Task directions »
Copy the items below, starting at the very first line and ending at the line that contains "[0,0,576,145]", with the requests included. Multiply every box coordinate in the answers by 2, rounding to whole numbers with halves going up, and leave the requests unchanged.

[Dataset rows]
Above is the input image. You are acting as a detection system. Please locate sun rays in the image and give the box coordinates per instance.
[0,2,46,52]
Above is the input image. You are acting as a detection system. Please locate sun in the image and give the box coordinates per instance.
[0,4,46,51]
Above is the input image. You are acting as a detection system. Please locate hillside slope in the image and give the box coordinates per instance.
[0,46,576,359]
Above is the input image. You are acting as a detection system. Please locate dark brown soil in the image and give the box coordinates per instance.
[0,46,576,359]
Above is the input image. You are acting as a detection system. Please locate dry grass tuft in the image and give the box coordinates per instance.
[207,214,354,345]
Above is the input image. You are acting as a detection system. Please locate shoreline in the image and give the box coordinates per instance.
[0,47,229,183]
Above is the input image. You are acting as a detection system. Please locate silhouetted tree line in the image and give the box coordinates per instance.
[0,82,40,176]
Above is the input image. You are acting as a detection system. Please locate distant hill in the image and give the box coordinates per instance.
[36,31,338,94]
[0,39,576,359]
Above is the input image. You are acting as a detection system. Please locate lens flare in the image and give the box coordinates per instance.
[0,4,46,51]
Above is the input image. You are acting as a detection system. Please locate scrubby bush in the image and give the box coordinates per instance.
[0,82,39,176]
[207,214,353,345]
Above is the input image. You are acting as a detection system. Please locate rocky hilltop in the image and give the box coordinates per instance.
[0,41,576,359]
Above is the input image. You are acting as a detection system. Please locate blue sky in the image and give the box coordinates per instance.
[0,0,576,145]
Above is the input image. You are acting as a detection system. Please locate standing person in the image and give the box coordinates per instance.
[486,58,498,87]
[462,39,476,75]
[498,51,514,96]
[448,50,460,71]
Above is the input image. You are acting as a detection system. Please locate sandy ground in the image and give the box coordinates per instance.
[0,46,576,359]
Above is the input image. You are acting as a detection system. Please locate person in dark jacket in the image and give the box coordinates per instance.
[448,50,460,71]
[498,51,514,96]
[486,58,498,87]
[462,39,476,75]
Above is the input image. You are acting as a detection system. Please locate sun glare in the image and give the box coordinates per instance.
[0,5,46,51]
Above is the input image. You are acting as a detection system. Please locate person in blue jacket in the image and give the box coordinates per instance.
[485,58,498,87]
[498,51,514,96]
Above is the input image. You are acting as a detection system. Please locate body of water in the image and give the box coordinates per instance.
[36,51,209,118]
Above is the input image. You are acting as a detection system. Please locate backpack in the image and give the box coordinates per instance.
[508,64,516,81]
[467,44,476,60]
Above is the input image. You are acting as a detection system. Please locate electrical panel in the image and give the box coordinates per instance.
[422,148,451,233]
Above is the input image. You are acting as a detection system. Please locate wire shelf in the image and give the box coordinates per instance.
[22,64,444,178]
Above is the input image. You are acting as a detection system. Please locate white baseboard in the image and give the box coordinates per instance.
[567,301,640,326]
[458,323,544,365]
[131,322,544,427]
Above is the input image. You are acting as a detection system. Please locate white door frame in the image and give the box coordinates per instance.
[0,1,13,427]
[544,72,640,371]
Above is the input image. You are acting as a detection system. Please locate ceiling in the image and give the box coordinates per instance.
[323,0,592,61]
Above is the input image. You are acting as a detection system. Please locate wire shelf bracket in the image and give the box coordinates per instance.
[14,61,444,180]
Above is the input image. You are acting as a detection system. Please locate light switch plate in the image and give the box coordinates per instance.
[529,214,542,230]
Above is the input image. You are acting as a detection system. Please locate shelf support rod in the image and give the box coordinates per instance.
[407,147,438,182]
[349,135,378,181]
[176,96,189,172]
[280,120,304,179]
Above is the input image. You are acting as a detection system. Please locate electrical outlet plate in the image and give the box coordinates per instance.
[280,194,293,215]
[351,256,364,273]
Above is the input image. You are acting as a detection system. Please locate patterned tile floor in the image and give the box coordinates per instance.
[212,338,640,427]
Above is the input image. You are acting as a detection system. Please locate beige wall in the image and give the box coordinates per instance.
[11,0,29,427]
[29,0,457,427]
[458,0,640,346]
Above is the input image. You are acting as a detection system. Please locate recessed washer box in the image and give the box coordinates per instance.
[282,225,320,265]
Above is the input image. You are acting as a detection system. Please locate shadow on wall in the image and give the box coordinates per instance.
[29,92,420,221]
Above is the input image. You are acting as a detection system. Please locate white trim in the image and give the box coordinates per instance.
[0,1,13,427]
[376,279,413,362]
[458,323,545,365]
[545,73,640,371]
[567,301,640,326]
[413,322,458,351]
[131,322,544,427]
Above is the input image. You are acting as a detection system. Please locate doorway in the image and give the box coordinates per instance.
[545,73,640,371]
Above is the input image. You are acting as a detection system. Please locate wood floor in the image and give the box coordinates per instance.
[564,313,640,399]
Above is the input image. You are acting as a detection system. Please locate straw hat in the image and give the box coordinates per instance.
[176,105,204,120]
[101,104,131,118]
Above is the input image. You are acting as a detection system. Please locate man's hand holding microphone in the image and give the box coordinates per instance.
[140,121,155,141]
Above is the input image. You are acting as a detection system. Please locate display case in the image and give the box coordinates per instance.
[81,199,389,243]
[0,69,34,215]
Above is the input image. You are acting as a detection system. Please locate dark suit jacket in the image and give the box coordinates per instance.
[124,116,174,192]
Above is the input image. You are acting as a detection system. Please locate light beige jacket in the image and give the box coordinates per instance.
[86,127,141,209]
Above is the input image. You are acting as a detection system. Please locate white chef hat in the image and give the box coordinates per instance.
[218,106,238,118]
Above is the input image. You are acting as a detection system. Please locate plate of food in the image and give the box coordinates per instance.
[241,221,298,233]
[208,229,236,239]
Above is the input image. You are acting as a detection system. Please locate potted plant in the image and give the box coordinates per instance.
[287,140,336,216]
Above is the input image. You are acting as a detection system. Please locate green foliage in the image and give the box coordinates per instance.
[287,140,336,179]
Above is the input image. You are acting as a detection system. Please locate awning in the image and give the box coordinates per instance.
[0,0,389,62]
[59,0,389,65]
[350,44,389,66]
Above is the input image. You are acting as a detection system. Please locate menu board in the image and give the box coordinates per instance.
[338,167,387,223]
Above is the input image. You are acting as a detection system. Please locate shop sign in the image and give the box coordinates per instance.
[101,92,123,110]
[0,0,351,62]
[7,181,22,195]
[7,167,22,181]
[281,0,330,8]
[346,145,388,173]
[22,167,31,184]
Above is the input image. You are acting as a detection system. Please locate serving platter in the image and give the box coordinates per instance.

Written answer »
Above is the input image. You are acting as a detection system. Please locate sun rays in the image and give the box coordinates per instance.
[0,4,92,104]
Above is the input image. You are acting as a detection system. Please locate sun in the image and give the box coordinates per instance.
[0,8,92,102]
Above is the input image. You are acting as a detection system. Please locate hillside slope in the image and give the box coordinates per instance.
[0,92,1152,718]
Above is the input image. You are acting as a detection system. Please locate dark brown soil in the image and give the box coordinates per instance.
[0,92,1152,718]
Above is the input image. You are acting as a detection system. Please locate dry grass tuft in the image and give the box coordinates per instance.
[414,428,708,690]
Above is the input image. You are acting as a detection system. Please locate shoreline in the image and give the box coordinates per instance.
[0,94,458,366]
Above is the input image. You are acting as a detection system. Please locate silhouetted tree line in the image and give the box coordinates per instance.
[0,164,80,352]
Above is the input image. You are acting as a detection system. Please locate distant hill in the image and give the box coordinates per instance.
[72,62,676,188]
[0,78,1152,718]
Above is the input image. You are acting as a detection system. Please locate lens flare in the image and give the box coordinates per instance.
[0,8,92,102]
Above is the input image. You are acting as a detection system. Please locate scrubby bush in the image and give the box coordinates per instance.
[0,164,78,352]
[414,428,706,690]
Above is the input image. You are acting as a detection system. Please locate rocky hilltop in the image and give the box coordinates per instance.
[0,82,1152,718]
Above is the input image. You are acting as a detection system. Please locate blue sky in the image and give the box coordinates per instance.
[0,0,1152,290]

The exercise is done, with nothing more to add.